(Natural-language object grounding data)

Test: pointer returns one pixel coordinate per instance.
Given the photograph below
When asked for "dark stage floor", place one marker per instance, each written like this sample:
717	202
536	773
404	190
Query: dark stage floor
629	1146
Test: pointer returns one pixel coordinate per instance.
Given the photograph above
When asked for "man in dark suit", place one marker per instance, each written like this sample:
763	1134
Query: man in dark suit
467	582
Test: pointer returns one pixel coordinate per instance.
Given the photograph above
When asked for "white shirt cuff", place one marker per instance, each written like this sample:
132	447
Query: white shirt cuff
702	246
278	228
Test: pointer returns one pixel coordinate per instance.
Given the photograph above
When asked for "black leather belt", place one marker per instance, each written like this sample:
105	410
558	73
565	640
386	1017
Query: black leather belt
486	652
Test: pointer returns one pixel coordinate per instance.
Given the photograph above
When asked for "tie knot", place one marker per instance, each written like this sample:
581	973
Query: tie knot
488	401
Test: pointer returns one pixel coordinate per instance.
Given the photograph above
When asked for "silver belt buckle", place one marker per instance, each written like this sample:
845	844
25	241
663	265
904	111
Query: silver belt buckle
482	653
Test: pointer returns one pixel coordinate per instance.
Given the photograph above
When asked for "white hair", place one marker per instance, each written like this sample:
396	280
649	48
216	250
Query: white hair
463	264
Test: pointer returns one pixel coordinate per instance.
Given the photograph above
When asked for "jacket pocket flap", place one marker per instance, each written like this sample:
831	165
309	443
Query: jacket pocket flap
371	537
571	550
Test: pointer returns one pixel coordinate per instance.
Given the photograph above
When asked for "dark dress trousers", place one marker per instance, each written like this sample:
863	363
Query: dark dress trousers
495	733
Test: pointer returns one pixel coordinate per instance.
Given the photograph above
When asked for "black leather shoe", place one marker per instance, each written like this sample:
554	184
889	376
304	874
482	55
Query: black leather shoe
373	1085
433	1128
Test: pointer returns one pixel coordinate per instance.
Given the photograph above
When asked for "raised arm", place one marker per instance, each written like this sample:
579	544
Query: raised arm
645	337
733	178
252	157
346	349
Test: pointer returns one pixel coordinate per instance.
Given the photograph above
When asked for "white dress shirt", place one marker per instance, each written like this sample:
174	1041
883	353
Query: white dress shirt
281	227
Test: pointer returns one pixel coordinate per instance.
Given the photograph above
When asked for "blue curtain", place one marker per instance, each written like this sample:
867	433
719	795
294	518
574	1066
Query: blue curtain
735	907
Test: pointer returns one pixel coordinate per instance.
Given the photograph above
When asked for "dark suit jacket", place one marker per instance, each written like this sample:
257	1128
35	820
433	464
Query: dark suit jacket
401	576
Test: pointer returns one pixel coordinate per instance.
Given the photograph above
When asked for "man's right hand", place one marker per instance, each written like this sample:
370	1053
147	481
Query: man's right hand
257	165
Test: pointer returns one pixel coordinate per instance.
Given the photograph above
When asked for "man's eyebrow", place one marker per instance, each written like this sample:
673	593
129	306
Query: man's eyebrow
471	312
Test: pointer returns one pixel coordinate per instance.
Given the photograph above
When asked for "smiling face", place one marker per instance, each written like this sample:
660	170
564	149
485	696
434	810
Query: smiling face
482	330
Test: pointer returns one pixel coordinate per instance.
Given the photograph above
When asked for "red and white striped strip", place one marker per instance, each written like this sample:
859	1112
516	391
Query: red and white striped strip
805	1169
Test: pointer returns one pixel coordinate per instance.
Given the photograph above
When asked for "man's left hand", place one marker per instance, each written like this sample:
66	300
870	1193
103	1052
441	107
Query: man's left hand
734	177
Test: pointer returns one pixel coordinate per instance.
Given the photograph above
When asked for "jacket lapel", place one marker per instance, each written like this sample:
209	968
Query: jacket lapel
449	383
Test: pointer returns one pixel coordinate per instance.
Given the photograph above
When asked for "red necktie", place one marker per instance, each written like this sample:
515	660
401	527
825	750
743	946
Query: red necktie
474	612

→ **Task brief**
Please give back the entries above, unchanged and complete.

→ **Final answer**
Test: pointer returns one pixel coordinate per instance.
Given the photograph below
When asked for "dark stage floor", place one marker per instance, each written like this sample:
717	202
536	773
404	190
Query: dark stage floor
629	1146
Test: pointer returns one pixel coordinate per instance.
Given the photograph above
When asked for "man in dark suit", place one marker per instance, each written like this sample:
763	1134
Query: man in dark suit
467	582
Test: pointer returns one pixel coordinate per instance.
Given the photograph above
When asked for "white shirt cuff", place one marker per instance, each written like this sample:
132	447
Query: white shirt cuff
702	246
278	228
Test: pointer returns one pixel coordinate per instance.
Given the photograph above
When asked for "black leather belt", place one marker per instance, each written like this sample:
105	410
558	73
565	640
386	1017
Query: black leather belt
486	652
Test: pointer returns one pixel coordinate per instance.
Given the photograph above
When asked for "tie knot", place one marker per instance, each written like this sample:
581	973
Query: tie knot
488	401
Test: pointer returns one pixel coordinate per instance.
Given the photograph above
When asked for "silver belt buckle", place one marker per instance, each written like this sample:
845	844
25	241
663	265
904	111
Query: silver belt buckle
482	653
Test: pointer returns one pixel coordinate per instance.
Given the photograph above
When asked for "white hair", place one marker per instance, each written like this sample:
396	280
649	48
216	250
Query: white hair
463	264
Test: pointer returns one pixel coordinate per instance.
Given the photograph above
When asked for "jacket pocket flap", place one marker per instance, each written like this sample:
831	165
309	443
Query: jacket pocket flap
371	537
571	550
Test: pointer returns one pixel coordinate per instance.
Given the photograph above
When asked for "dark dress trousers", place one marker per instance, each written like this sample:
863	363
Query: dark dress trousers
495	733
Test: pointer returns one pixel coordinate per instance.
Given the photograph above
When asked for "black leather shoe", place one marker per instance, each written like this sample:
554	184
889	376
304	874
482	55
Query: black leather shoe
373	1085
433	1128
Test: pointer returns one pixel coordinate per instance.
Given the photograph above
When asked for "raised arm", place one marker per instance, each written like this sample:
579	544
Query: raised arm
645	337
733	178
252	157
346	349
Test: pointer returns one pixel coordinate per instance.
Given the photograph above
When asked for "white dress shirt", place one marker per instance, each written like this sample:
174	1041
883	353
Query: white dress shirt
281	227
Test: pointer returns one pixel coordinate per instance.
Given the photograph above
When asked for "blue curtain", place one marker per instance, each written like this sample:
867	433
719	795
294	518
574	1066
Query: blue curtain
735	907
Test: pointer returns one pixel coordinate per instance.
Given the photograph above
When asked for "dark suit jacket", place one marker per instance, each written like this sample:
257	1128
35	820
433	464
Query: dark suit jacket
401	576
Test: pointer returns one pixel coordinate per instance.
Given the photograph above
When asked for "man's right hand", place one marker per instance, each written like this sample:
370	1053
147	481
Query: man's right hand
257	165
Test: pointer returns one pixel coordinate per instance.
Given the photograph above
When asked for "man's eyebrow", place one marker per instance, each written like this sample:
673	593
129	306
Query: man's eyebrow
471	312
Test: pointer returns one pixel coordinate per instance.
Given the photograph above
When asked for "smiling face", place one marker per instance, each written like this sample:
660	170
564	149
485	696
434	810
Query: smiling face
482	330
Test: pointer returns one pixel coordinate per instance.
Given the photograph above
When asked for "red and white striped strip", place one marker per instance, each written like this sample:
859	1112
516	391
Query: red and white striped strip
805	1169
Test: pointer returns one pixel coordinate per instance.
Given the photograph above
When asked for "man's left hand", place one marker per instance, each written like this sample:
66	300
870	1193
103	1052
441	107
Query: man's left hand
734	177
Test: pointer returns one pixel coordinate per instance.
Given the photograph above
When asked for "jacket lapel", place one marker per instance, each written like this sample:
209	968
Query: jacket lapel
449	383
Test: pointer returns one pixel coordinate per instance.
Given the photograph above
When asked for "red necktie", place one marker per instance, each written like this sample:
515	660
401	527
825	750
743	946
Query: red necktie
474	612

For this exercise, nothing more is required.